- Given problem -
Starting with the line that contains "Where can the dirt", copy every line through the end of the data below, exactly and with nothing added.

- Input material -
--- Begin ---
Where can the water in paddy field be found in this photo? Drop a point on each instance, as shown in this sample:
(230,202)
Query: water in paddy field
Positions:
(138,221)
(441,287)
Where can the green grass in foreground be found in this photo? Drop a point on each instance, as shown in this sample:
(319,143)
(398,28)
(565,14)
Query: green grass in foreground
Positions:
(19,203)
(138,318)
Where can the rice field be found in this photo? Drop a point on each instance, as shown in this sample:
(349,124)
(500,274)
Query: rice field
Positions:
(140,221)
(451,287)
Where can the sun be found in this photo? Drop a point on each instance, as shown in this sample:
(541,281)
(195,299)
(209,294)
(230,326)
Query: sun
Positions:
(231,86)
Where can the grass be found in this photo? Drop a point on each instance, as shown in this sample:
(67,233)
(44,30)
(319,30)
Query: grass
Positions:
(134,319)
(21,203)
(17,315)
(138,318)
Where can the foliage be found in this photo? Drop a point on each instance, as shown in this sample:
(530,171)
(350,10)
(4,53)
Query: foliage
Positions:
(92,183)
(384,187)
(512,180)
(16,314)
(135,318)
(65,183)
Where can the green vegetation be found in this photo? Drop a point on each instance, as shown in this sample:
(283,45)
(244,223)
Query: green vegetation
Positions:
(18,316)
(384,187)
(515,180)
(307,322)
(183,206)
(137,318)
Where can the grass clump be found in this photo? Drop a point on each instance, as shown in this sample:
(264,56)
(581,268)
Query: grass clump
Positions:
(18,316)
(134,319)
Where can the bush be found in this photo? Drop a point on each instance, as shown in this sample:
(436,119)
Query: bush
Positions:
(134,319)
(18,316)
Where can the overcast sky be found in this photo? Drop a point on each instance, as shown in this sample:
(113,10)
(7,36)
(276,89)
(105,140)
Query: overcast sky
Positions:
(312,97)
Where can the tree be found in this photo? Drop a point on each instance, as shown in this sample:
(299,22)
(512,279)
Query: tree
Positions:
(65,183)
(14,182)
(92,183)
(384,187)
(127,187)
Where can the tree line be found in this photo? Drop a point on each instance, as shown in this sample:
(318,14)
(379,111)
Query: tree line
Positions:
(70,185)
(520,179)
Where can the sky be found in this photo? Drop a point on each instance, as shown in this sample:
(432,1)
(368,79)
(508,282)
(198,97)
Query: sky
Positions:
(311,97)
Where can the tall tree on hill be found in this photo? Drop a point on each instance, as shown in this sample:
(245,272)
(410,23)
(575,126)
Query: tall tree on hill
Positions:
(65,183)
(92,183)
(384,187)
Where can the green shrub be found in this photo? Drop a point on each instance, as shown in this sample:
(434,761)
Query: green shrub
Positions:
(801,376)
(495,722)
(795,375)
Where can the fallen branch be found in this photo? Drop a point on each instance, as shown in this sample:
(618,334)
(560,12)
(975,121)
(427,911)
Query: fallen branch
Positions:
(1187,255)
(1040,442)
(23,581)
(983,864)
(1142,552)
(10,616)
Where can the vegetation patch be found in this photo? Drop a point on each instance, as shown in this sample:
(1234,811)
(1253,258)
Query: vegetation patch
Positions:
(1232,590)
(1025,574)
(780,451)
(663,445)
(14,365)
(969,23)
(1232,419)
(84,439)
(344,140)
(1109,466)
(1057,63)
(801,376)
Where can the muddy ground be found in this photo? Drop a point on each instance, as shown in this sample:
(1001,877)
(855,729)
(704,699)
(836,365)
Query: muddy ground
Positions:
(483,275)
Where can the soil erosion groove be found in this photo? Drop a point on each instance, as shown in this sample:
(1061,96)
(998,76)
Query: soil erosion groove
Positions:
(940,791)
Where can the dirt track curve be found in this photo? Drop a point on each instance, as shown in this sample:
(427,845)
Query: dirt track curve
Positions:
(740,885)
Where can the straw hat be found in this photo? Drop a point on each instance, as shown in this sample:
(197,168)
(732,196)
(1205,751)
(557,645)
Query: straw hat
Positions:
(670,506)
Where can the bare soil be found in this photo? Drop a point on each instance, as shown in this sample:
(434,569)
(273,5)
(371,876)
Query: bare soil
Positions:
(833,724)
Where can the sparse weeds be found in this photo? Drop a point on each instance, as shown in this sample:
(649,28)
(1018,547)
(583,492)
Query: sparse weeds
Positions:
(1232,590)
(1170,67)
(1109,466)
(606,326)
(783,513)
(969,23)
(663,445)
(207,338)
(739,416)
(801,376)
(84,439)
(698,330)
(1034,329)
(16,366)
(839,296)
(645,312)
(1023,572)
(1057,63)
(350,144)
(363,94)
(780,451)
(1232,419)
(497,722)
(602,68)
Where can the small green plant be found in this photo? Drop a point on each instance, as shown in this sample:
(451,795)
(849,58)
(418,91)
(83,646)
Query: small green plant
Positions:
--- End ---
- Written response -
Where can the dirt track curve be found in this photo? Drop a point on each instance, as shown in this sample:
(427,845)
Query: dirt track curve
Positions:
(740,885)
Where can the straw hat be found in this photo? Drop a point on each instance, as shown in this sample:
(197,168)
(732,196)
(1205,751)
(557,645)
Query: straw hat
Positions:
(670,506)
Where can the bare soil be found in this photo? Drop a point on each instance, as shown in this sample:
(434,569)
(273,5)
(371,876)
Query: bare soil
Positions:
(833,724)
Where can the sparse weeds be found in this photo? Drop a point on each instance, as shown in this sample:
(649,28)
(1018,547)
(583,492)
Query: sparse weeds
Positions:
(1232,590)
(1170,67)
(1109,466)
(606,326)
(783,513)
(969,23)
(663,445)
(207,338)
(739,416)
(801,376)
(84,439)
(698,330)
(1034,329)
(16,366)
(839,296)
(645,312)
(1023,572)
(1057,63)
(350,144)
(363,94)
(780,451)
(1232,419)
(497,722)
(602,68)
Where can the small green plant be found in this photo? Drop a point on each instance, as shown in this sample:
(451,795)
(849,58)
(418,91)
(83,646)
Query: small green plant
Positions:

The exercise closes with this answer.